## EXERCISE DETAILS
Render the records below as a two-column CSV with the header "text" and "answer", one row per record, putting each record's text and its answer in a single quoted field with line breaks replaced by spaces. Cover all the records, and leave the pictures out.

## DATASET EXTRACT
------------------------------------------------------------

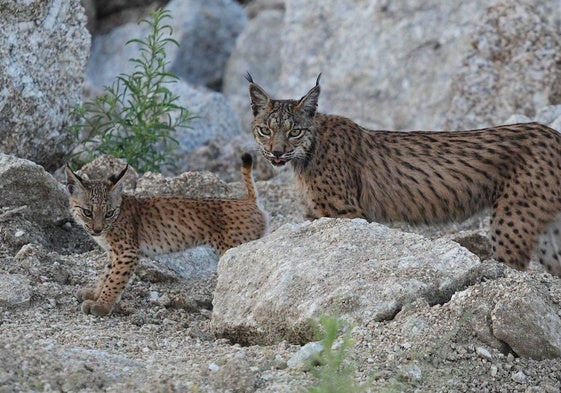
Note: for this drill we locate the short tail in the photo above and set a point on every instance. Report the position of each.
(247, 165)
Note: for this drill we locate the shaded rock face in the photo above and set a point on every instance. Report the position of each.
(43, 51)
(364, 272)
(513, 66)
(205, 30)
(207, 33)
(405, 64)
(34, 209)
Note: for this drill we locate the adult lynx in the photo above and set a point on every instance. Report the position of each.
(128, 227)
(345, 170)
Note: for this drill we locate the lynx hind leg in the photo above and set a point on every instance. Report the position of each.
(549, 247)
(516, 227)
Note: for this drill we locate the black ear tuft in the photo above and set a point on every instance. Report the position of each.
(259, 99)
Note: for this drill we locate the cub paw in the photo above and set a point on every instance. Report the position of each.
(94, 308)
(86, 294)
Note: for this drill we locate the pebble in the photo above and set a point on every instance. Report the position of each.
(299, 360)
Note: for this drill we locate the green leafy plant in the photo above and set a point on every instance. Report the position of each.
(136, 116)
(332, 367)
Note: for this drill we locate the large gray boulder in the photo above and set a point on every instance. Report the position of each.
(27, 187)
(34, 209)
(206, 31)
(43, 51)
(363, 272)
(253, 54)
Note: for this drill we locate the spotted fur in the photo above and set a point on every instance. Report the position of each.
(129, 227)
(345, 170)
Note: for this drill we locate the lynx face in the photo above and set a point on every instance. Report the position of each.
(95, 205)
(283, 129)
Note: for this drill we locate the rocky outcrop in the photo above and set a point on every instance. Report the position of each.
(345, 267)
(512, 67)
(405, 65)
(43, 51)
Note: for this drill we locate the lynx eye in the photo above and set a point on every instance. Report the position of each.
(296, 133)
(265, 132)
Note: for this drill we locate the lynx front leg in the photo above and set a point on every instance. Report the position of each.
(120, 268)
(519, 217)
(92, 293)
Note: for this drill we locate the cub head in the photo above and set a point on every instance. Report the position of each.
(95, 204)
(284, 129)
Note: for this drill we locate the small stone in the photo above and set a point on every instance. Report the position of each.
(519, 377)
(301, 359)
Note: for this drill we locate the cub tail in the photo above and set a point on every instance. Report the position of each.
(247, 165)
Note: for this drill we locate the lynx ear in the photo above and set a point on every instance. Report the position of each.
(73, 181)
(117, 180)
(309, 103)
(259, 99)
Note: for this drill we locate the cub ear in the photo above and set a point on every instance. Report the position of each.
(73, 181)
(309, 103)
(259, 98)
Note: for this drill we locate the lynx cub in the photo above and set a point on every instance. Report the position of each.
(345, 170)
(128, 227)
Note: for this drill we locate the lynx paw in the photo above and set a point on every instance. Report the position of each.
(94, 308)
(86, 294)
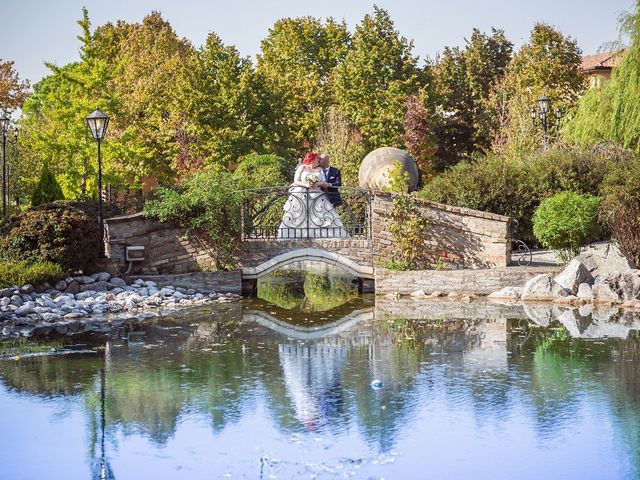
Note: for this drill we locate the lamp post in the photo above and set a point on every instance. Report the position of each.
(542, 113)
(4, 126)
(97, 122)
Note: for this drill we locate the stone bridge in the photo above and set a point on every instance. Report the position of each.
(458, 237)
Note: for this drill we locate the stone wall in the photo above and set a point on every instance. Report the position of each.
(167, 249)
(459, 237)
(477, 282)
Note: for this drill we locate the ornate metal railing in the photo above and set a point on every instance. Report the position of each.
(300, 213)
(520, 251)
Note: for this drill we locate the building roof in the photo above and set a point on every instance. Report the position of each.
(601, 61)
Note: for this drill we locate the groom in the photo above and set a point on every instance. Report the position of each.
(334, 179)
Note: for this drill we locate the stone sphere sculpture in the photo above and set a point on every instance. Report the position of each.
(375, 168)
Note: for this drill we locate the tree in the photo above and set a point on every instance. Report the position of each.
(463, 82)
(343, 143)
(372, 84)
(297, 60)
(549, 64)
(418, 138)
(612, 112)
(48, 189)
(13, 91)
(228, 109)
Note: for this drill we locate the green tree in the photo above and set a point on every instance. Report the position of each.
(13, 91)
(549, 64)
(228, 109)
(48, 189)
(372, 84)
(297, 60)
(612, 112)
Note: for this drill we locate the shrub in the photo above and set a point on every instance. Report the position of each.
(208, 205)
(566, 221)
(255, 171)
(47, 189)
(55, 232)
(620, 208)
(515, 186)
(408, 228)
(19, 273)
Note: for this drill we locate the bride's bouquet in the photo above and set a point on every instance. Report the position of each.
(313, 178)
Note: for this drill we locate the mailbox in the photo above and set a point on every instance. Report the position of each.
(134, 253)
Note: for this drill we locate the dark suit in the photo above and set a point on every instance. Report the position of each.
(335, 179)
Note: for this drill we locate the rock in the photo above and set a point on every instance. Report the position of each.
(16, 300)
(509, 293)
(101, 276)
(73, 287)
(25, 309)
(605, 258)
(375, 168)
(99, 286)
(85, 294)
(585, 291)
(541, 288)
(573, 275)
(118, 282)
(616, 287)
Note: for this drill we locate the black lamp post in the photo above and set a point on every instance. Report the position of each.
(544, 109)
(4, 126)
(97, 122)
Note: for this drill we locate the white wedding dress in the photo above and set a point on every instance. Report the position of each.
(308, 212)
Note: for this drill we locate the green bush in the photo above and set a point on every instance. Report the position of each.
(19, 273)
(256, 171)
(620, 208)
(515, 186)
(208, 206)
(55, 232)
(47, 189)
(566, 221)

------------------------------------------------------------

## SOLUTION TO THIS EXERCISE
text,answer
"Note: for this drill we locate the short tail in the photo above and set a point on every instance. Report the position of each.","(247, 165)"
"Note: for this drill we locate the shaded rock face in the photo above and set a point on every instance. Report the position of each.","(43, 51) (364, 272) (513, 66) (205, 30) (207, 33) (405, 64) (34, 209)"
"Note: for this drill we locate the adult lynx in the photo above and set a point on every instance. Report the position of each.","(128, 227) (345, 170)"
"Note: for this drill we locate the lynx hind leg in the photo above and set a point on every instance. Report the position of each.","(549, 247) (516, 227)"
"Note: for this drill we locate the black ear tuft in the photo above and set a point on every instance. Report the position of each.","(259, 99)"
"Note: for this drill we locate the cub paw in the photo above and set a point on every instance. Report the position of each.","(94, 308) (86, 294)"
"Note: for this drill we locate the pebble in the photo above and set a point on every instance. Report the position of each.","(299, 360)"
"Note: for this drill we locate the green leafy plant in the photo above and set a point on every instance. Report the position of each.","(136, 116) (332, 367)"
"Note: for this drill we locate the large gray boulder in the photo above and set a point on every instance. Report the position of each.","(27, 187) (34, 209) (206, 31) (43, 51) (363, 272) (253, 54)"
"Note: for this drill we locate the spotted fur in the photo above and set a point on every instance. Report the position of each.","(129, 227) (345, 170)"
"Note: for this drill we locate the lynx face in the photo above and set a point on every instance. Report the position of each.","(95, 205) (283, 129)"
"Note: for this drill we locate the rocky outcrop in the photo above and set a point on every instance. Report the position of each.","(345, 267) (512, 67) (405, 65) (43, 51)"
"Note: for this drill we locate the lynx eye in the photo above and set a point on every instance. Report the position of each.","(296, 133) (265, 132)"
"Note: for this drill we locate the lynx front leg in the photo above and set a point on every instance. Report the position of each.","(120, 268) (519, 217) (92, 293)"
"Note: for this drill we locate the cub head in the photo above and set a point on every instance. Report the position of each.","(95, 204) (284, 129)"
"Note: for this drill we locate the small stone in the photo above and set a point on every instance. Report the position of each.","(519, 377) (301, 359)"
"Note: for this drill we locate the cub tail in the photo above and set a point on every instance. Report the position of each.","(247, 165)"
"Note: for this drill we locate the lynx ear in the photo above and set a point on every instance. Report the position of each.","(73, 181) (117, 180) (309, 103) (259, 99)"
"Note: for this drill we locate the cub ear in the photo above and set a point on every instance. Report the position of each.","(73, 181) (309, 103) (259, 98)"
"Note: for this drill we locate the lynx cub in the photo above and set a point on every instance. Report the position of each.","(345, 170) (128, 227)"
"Note: for this drill we locate the lynx paw in the photo above and set a point on every instance. Report the position of each.","(94, 308) (86, 294)"
"Note: for this drill we locate the lamp post in the photo above and set a point on every instance. Report the position of each.","(542, 113) (4, 126) (97, 122)"
"Note: for this drill we locate the stone bridge in the photo above and set a point on every instance. Report the position of each.","(458, 237)"
"Note: for this drill we locate the stone wall in the photo above and set a point on every instance. Report the position of each.","(167, 249) (459, 237) (477, 282)"
"Note: for this drill we locate the ornate metal railing in the photo above and set a point on every instance. Report the position of each.","(300, 213) (520, 251)"
"Note: for this drill we locate the building roof in the photo above and set a point on every instance. Report the position of each.","(601, 61)"
"Note: for this drill we locate the groom in the photo above and set a point on every instance. Report the position of each.","(334, 179)"
"Note: for this drill we locate the stone sphere sculpture in the photo above and set a point on every instance. Report the position of each.","(375, 168)"
"Note: for this drill we locate the tree in the photo above and set a point on every instance. Report the position of each.","(463, 82) (343, 143) (372, 84) (297, 60) (549, 64) (418, 138) (612, 112) (48, 189) (13, 91) (228, 109)"
"Note: for this drill we locate the green tree in the photo above and set a point on every instance. Report the position of each.","(13, 91) (549, 64) (228, 109) (48, 189) (372, 84) (297, 60) (612, 112)"
"Note: for this drill we locate the shrub in the photo above and set a point on every instance. Report the position of each.","(208, 205) (566, 221) (255, 171) (47, 189) (55, 232) (620, 208) (515, 186) (408, 228) (19, 273)"
"Note: for this drill we locate the bride's bouquet in the photo above and set a point on every instance. Report the position of each.","(313, 178)"
"Note: for this drill we locate the mailbox in the photo above and set a point on every instance. Report the position of each.","(134, 253)"
"Note: for this drill we locate the dark suit in the photo above and set a point on every instance. Report the position of each.","(335, 179)"
"Note: for this drill we locate the rock in the photo above and set a point on every instance. Report the position of each.","(16, 300) (509, 293) (101, 276) (73, 287) (25, 309) (605, 258) (375, 168) (99, 286) (85, 294) (585, 291) (541, 288) (573, 275) (118, 282) (616, 287)"
"Note: for this drill we locate the black lamp post in the photo above and set a point on every instance. Report the position of each.","(544, 109) (4, 126) (97, 122)"
"Note: for this drill we locate the white wedding dress in the photo above and set a point on every instance. Report the position of each.","(308, 212)"
"Note: for this drill we locate the green bush in the photo above and set a point on every instance. Report the position of each.","(19, 273) (256, 171) (620, 208) (515, 186) (208, 206) (55, 232) (47, 189) (566, 221)"